*Extract to read*:
If you love the flavors of red curry but are looking for more of a stand-alone tofu cutlet that you can add to bowls and salads or just eat right from the fridge as a high-protein snack, this red curry tofu recipe is going to be a game changer for you.
First, freeze and defrost your tofu. Place the whole container (do not open it) in the freezer overnight. In the morning, remove it from the freezer and set it in a shallow dish on your counter to thaw. This will take several hours.
When the tofu is thawed, squeeze it gently over the sink and press it with a tofu press or on paper towels to remove any excess liquid.
Place your tofu on a cutting board and slice it into 8 equal “cutlets”. I do this by slicing it in half, then slicing those halves in half, then cutting each of those slices in half.
Step 2: Marinate the tofu.
Mix all the ingredients for the marinade.
Pour the marinade over your tofu cutlets, making sure they are all nice and coated.
Place them in your fridge for at least 30 minutes or overnight.
Step 3: Bake the tofu
When you’re ready to bake your cutlets, preheat your oven to 350F and line a large baking sheet with tin foil.
Place the cutlets on this baking sheet, about an inch or so apart.
For extra flavor, you can brush the tofu cutlets with more marinade before baking. If the marinade has become too thick, feel free to add a drop or two of water to loosen it up.

*Required action A*: In the red curry tofu recipe, what oven temperature is used to bake the cutlets?
*Required action B*: Carry on writing the red curry tofu recipe, starting after its final sentence.

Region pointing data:
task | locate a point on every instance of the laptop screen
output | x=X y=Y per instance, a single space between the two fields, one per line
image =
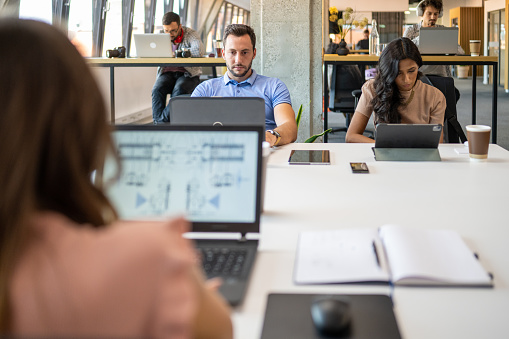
x=438 y=40
x=217 y=111
x=210 y=174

*Output A*: 350F

*Output B*:
Bake at 350F for 60-75 minutes, flipping them halfway through.
Step 4: Serve and store
Serve this red curry tofu over rice or potatoes, on a salad, or alongside any vegetable curry.
You can store them in an air-tight container in the fridge or freeze them for up to 8 weeks!
Notes
Follow our Tofu Freezer Trick method to achieve the meatiest texture to your tofu.
Let the tofu marinate for at least 30 minutes in the fridge so the flavors really develop. Overnight is ideal.
Reserve some of the marinade so you can brush the tofu again before baking it.
If your marinade is too thick to brush onto the cutlets, add 1 Tbsp water and mix it around. Be careful not to add too much water though or it will affect the texture.
Use a tofu press or heavy cutting board and some paper towels to remove excess water from the tofu before marinating.
If you love this tofu cooking method, always keep a block of tofu in the freezer so it’s halfway ready when you need it!